> INPUT ROWS
* * * *

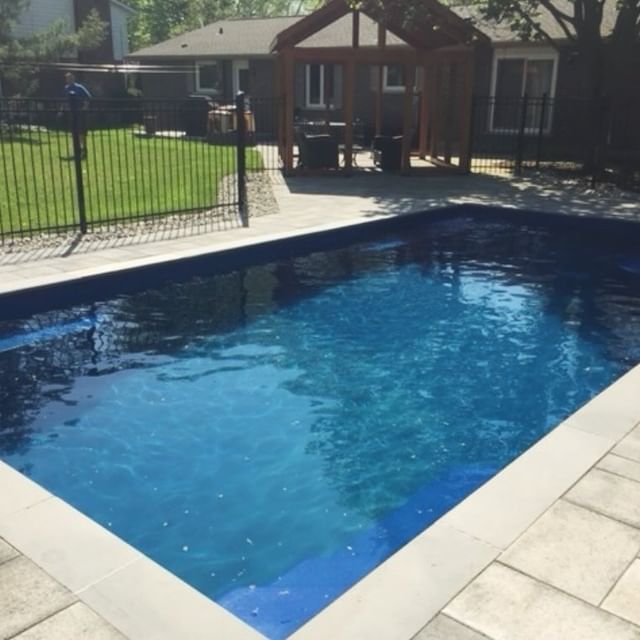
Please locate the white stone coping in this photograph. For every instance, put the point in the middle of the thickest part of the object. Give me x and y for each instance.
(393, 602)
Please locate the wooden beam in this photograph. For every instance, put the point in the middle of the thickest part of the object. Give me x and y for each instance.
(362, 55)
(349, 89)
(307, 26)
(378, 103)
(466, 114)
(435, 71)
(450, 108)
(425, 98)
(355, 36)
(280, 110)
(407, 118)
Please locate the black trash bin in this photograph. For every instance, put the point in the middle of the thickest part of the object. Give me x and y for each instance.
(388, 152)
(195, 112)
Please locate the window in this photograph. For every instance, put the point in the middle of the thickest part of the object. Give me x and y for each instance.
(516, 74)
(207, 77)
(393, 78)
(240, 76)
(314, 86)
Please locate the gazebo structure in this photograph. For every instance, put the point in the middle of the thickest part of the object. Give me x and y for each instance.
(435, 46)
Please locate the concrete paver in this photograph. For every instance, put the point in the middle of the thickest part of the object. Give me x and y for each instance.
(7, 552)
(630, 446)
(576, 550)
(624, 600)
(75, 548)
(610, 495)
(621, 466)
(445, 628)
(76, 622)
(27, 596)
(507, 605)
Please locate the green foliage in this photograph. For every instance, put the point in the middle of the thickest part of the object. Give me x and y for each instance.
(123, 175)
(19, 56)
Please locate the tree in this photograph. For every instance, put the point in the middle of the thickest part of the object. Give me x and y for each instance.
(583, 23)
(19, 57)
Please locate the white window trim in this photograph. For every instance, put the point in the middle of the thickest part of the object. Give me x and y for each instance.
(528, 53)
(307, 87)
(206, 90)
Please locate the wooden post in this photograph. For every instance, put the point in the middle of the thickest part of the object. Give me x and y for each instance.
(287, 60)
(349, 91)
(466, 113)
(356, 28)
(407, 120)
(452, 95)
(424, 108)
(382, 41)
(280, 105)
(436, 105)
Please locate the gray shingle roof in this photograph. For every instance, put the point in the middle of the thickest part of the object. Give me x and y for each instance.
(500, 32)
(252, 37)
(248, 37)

* * * *

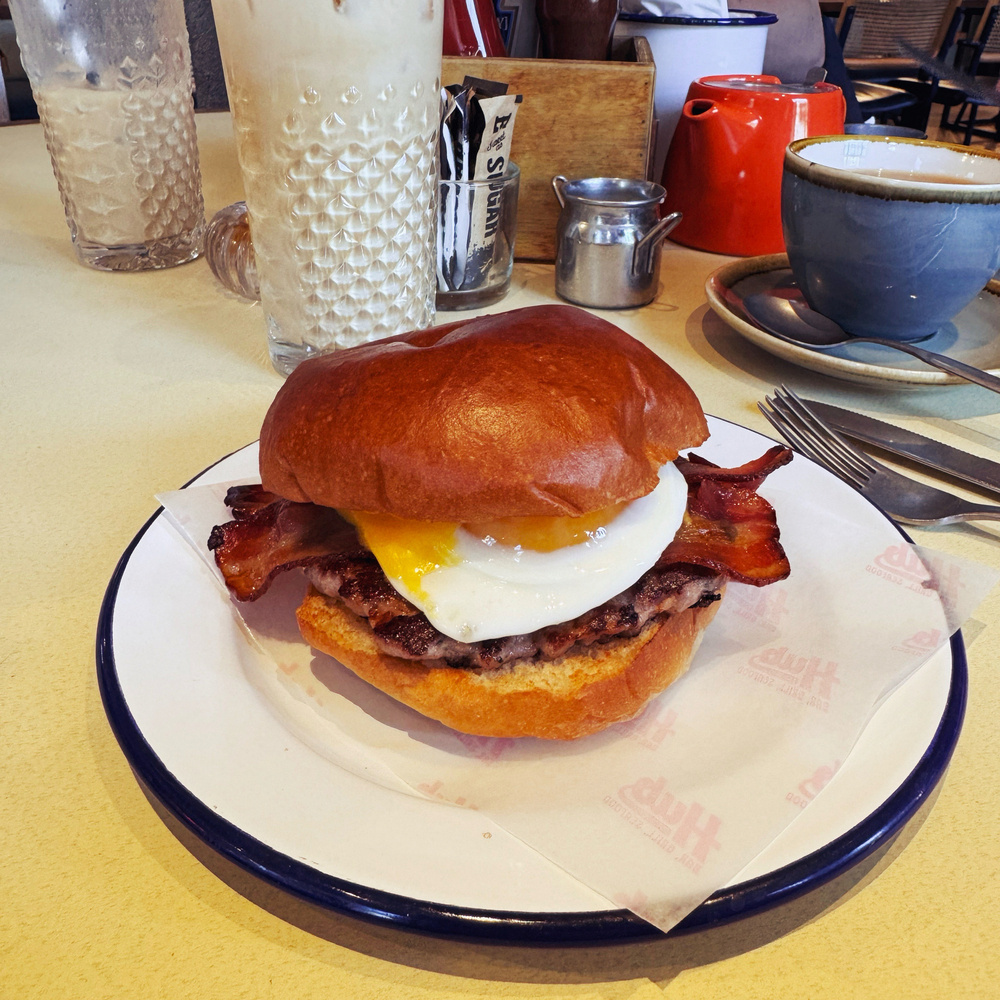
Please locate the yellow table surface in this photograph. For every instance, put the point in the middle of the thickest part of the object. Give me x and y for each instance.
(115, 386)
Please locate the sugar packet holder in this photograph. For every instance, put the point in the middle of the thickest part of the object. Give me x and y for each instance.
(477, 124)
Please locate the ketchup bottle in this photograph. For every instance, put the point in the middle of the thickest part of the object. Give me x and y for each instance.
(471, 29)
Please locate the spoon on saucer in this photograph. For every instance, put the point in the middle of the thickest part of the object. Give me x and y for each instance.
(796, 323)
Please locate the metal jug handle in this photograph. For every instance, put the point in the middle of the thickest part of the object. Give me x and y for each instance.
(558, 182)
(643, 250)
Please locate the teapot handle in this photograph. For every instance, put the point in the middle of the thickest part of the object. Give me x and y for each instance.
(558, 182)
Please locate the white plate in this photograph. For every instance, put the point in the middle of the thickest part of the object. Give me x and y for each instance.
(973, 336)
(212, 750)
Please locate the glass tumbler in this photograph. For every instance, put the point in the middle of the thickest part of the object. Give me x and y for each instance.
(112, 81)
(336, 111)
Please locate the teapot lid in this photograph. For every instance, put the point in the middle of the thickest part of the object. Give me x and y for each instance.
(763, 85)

* * * *

Count the lines in the records above that contain the word "window", treating uppercase and lowercase as different. Reply with the number only.

2